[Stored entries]
----------

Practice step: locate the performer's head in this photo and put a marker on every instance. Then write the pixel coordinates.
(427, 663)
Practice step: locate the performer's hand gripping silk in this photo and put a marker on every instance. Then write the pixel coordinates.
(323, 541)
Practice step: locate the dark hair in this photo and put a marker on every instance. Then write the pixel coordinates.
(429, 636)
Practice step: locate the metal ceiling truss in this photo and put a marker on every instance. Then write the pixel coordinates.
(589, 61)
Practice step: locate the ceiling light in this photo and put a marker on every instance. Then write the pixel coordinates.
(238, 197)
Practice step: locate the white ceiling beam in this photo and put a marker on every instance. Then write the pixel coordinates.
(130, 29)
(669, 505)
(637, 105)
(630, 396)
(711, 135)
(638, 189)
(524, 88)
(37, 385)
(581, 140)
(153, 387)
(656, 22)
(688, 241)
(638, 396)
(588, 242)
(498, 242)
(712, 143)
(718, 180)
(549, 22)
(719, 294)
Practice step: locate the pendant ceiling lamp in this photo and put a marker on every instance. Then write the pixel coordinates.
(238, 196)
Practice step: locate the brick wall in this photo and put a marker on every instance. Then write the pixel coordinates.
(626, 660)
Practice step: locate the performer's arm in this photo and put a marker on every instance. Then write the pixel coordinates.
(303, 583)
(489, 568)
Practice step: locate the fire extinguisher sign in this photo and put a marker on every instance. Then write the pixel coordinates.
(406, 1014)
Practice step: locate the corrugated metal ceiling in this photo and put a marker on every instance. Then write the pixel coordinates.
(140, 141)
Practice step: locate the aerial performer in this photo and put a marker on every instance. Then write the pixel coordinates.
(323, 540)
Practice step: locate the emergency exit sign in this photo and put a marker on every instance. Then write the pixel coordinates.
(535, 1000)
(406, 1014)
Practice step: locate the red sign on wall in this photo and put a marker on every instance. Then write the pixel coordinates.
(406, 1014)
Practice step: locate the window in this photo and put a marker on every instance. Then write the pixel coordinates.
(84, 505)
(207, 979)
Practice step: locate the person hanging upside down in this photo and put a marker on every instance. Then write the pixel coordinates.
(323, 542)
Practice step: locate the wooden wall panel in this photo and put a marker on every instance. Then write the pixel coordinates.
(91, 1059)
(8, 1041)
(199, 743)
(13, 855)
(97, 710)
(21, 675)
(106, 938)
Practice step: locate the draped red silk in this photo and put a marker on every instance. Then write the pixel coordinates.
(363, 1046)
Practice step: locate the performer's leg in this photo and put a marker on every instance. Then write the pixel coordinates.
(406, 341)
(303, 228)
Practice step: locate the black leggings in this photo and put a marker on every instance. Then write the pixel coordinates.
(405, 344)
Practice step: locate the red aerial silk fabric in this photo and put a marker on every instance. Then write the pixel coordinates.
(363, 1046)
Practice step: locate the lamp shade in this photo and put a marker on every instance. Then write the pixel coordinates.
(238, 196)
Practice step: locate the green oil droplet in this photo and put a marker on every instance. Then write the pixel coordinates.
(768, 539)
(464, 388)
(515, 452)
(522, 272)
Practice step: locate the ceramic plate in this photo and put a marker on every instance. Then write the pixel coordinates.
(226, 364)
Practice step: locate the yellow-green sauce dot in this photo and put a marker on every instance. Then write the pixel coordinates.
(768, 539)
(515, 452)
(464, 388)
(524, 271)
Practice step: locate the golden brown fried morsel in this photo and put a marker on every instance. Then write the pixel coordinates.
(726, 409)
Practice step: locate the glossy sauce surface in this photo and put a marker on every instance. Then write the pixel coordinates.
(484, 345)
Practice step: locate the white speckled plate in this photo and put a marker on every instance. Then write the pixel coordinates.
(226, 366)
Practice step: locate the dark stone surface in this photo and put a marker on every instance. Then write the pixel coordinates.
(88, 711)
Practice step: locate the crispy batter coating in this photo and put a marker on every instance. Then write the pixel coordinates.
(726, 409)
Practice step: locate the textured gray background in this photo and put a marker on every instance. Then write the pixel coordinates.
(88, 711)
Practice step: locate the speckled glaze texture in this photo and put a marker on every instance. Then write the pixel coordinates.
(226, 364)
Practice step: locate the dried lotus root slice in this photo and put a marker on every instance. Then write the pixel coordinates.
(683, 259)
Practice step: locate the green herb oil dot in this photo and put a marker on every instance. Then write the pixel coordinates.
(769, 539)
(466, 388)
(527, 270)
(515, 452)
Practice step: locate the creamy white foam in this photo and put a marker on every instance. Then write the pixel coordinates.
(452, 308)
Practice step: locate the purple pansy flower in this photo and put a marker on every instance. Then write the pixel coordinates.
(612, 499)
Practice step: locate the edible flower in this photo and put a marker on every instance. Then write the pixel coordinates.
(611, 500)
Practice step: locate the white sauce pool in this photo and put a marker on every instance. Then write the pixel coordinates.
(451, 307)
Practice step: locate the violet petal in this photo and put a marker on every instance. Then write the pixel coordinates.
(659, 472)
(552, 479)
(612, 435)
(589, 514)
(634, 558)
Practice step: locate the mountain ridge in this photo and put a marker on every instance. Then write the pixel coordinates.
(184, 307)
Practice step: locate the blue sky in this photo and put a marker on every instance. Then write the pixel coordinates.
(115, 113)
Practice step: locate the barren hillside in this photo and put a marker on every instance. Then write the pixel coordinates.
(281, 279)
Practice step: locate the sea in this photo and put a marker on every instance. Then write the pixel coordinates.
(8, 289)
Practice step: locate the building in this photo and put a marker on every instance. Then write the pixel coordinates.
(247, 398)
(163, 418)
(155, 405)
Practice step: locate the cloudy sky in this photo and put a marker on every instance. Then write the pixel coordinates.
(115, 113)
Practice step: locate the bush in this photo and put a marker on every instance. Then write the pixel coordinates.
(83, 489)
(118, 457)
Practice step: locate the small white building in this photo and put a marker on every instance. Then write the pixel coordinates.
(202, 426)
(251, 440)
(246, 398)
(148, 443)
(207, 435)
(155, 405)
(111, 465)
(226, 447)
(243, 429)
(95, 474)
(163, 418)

----------

§ Task to complete
Reproduce every one of the entries above verbatim, changing nothing.

§ Answer in full
Practice step: locate the performer's head in this photo and put a marker on every instance. Then write the pixel coordinates.
(427, 663)
Practice step: locate the performer's hand gripping silk in this photo and put a marker on every instance. Then write the pixel coordinates.
(323, 541)
Practice step: locate the dark hair in this photo and put a marker on every instance. Then write the pixel coordinates.
(429, 636)
Practice step: locate the metal ceiling truss in this photo and put a marker on every instance. Then write the pixel coordinates.
(589, 61)
Practice step: locate the ceiling light in this photo and put a marker on every instance. Then write the pixel coordinates.
(238, 197)
Practice step: locate the white ceiling beam in this photo and put a marker on every instance. Then write the pixel coordinates.
(130, 29)
(669, 505)
(637, 105)
(630, 396)
(711, 135)
(638, 189)
(524, 88)
(37, 385)
(581, 140)
(153, 387)
(656, 22)
(688, 241)
(638, 396)
(588, 242)
(498, 242)
(712, 143)
(718, 180)
(549, 22)
(719, 294)
Practice step: locate the pendant ceiling lamp in this photo and put a marker on every instance. Then write the pixel coordinates.
(238, 196)
Practice step: locate the brick wall in this photo and put a marker on every instance. Then write the pixel coordinates.
(626, 660)
Practice step: locate the performer's arm in this photo and put a marker on every instance. Then write the pixel coordinates.
(303, 583)
(489, 568)
Practice step: locate the fire extinguisher sign in this photo and put a marker on every instance. Then write the pixel coordinates.
(406, 1014)
Practice step: locate the corrugated metal ceiling in this photo and put a marker on every instance. Then write the pixel coordinates.
(140, 141)
Practice step: locate the aerial performer in this photo and put a marker on every instance. Then write the pixel coordinates.
(323, 540)
Practice step: locate the emergency exit sign in this photo and put a marker on every instance. Then write the pixel coordinates.
(535, 1000)
(406, 1014)
Practice step: locate the red sign on wall in this photo and put a marker on every instance. Then write the pixel coordinates.
(406, 1014)
Practice step: locate the window in this photo and put a marker on every instance. Then write the pixel coordinates.
(84, 505)
(207, 979)
Practice step: locate the person hanging upside down in this photo and put a marker on every instance. Then write the pixel coordinates.
(323, 542)
Practice step: locate the wooden wall panel in this photo and put a marker on every instance. Then write the pixel coordinates.
(91, 1059)
(8, 1041)
(199, 743)
(13, 855)
(97, 710)
(21, 675)
(106, 938)
Practice step: locate the draped red silk in this photo and put a marker on every instance. Then write the pixel coordinates.
(363, 1046)
Practice step: locate the performer's leg in this photo and put a marker on every instance. Then write the pixel coordinates.
(406, 341)
(303, 228)
Practice step: locate the black leggings in this photo and put a marker on every instance. Then write the pixel coordinates.
(405, 344)
Practice step: locate the red aerial silk fabric in this photo and put a marker on every instance. Then write the pixel coordinates.
(363, 1046)
Practice step: locate the lamp shade in this photo and put a marker on every instance. Then write the pixel coordinates.
(238, 196)
Practice step: locate the green oil droplet in this photo and put a marker on every instance. Then write the pixel coordinates.
(768, 539)
(464, 388)
(515, 452)
(522, 272)
Practice step: locate the ceramic plate in this photo and put a marker on every instance. Then write the pixel coordinates.
(226, 364)
Practice step: locate the yellow-green sauce dot in this photo and put a marker on every instance. Then write the pixel coordinates.
(768, 539)
(515, 452)
(464, 388)
(524, 271)
Practice step: locate the golden brown fried morsel in this photo and put a marker on every instance. Then write the pixel coordinates.
(726, 409)
Practice step: locate the glossy sauce surface in this photo and put a marker on every instance. Then write the pixel coordinates.
(484, 345)
Practice step: locate the white speckled plate in this photo and put a marker on every instance. Then write the pixel coordinates.
(226, 366)
Practice step: locate the dark stone surface in this photo and put a marker on every instance. Then write the pixel coordinates.
(88, 711)
Practice step: locate the crispy batter coating in this photo and put a marker on every instance. Then write the pixel coordinates.
(726, 409)
Practice step: locate the textured gray background in this photo and put a marker on every instance. Then write the pixel coordinates.
(88, 711)
Practice step: locate the speckled glaze texture in this photo and put a marker on every instance. Then write the pixel coordinates.
(226, 364)
Practice step: locate the dried lotus root slice in this photo and put a marker on every instance. Then write the pixel coordinates.
(683, 259)
Practice step: locate the green herb oil dot in this photo and put a marker on every instance. Then write the pixel coordinates.
(769, 539)
(466, 388)
(527, 270)
(515, 452)
Practice step: locate the creamy white foam in this photo and put a marker on every instance. Then write the pixel coordinates.
(452, 308)
Practice step: locate the purple pansy flower in this photo and put a marker on every instance. Then write the pixel coordinates.
(612, 499)
Practice step: locate the edible flower in this photo and put a marker on every instance. Then write the pixel coordinates.
(611, 500)
Practice step: locate the white sauce pool in this photo and put a marker on every instance. Then write the pixel coordinates.
(451, 307)
Practice step: locate the violet petal in this photo and put a marker on every instance. Then write the pixel coordinates.
(659, 472)
(552, 479)
(612, 435)
(589, 514)
(634, 558)
Practice step: locate the mountain ridge in this photo and put a marker on every instance. Then write the pixel coordinates.
(184, 307)
Practice step: locate the blue sky in this photo and put a marker on every instance. Then write the pixel coordinates.
(115, 113)
Practice step: locate the barren hillside in this photo and put a marker on every instance. Then write the pixel coordinates.
(281, 279)
Practice step: locate the sea in this photo and put a marker on every instance. Then write the pixel coordinates.
(8, 289)
Practice step: locate the building in this photo and put a marker on every instance. Then write the pixel coordinates.
(247, 398)
(163, 418)
(155, 405)
Practice step: locate the cloudy sky in this photo and put a marker on every instance. Then write the pixel coordinates.
(115, 113)
Practice step: locate the bush in this photo and put a marker on every instance. Then write the pixel coordinates.
(83, 489)
(118, 457)
Practice step: locate the small white building in this photo and put a marker on every instance. Then write the pixel coordinates.
(202, 426)
(251, 440)
(246, 398)
(148, 443)
(207, 435)
(155, 405)
(111, 465)
(226, 447)
(243, 429)
(95, 474)
(163, 418)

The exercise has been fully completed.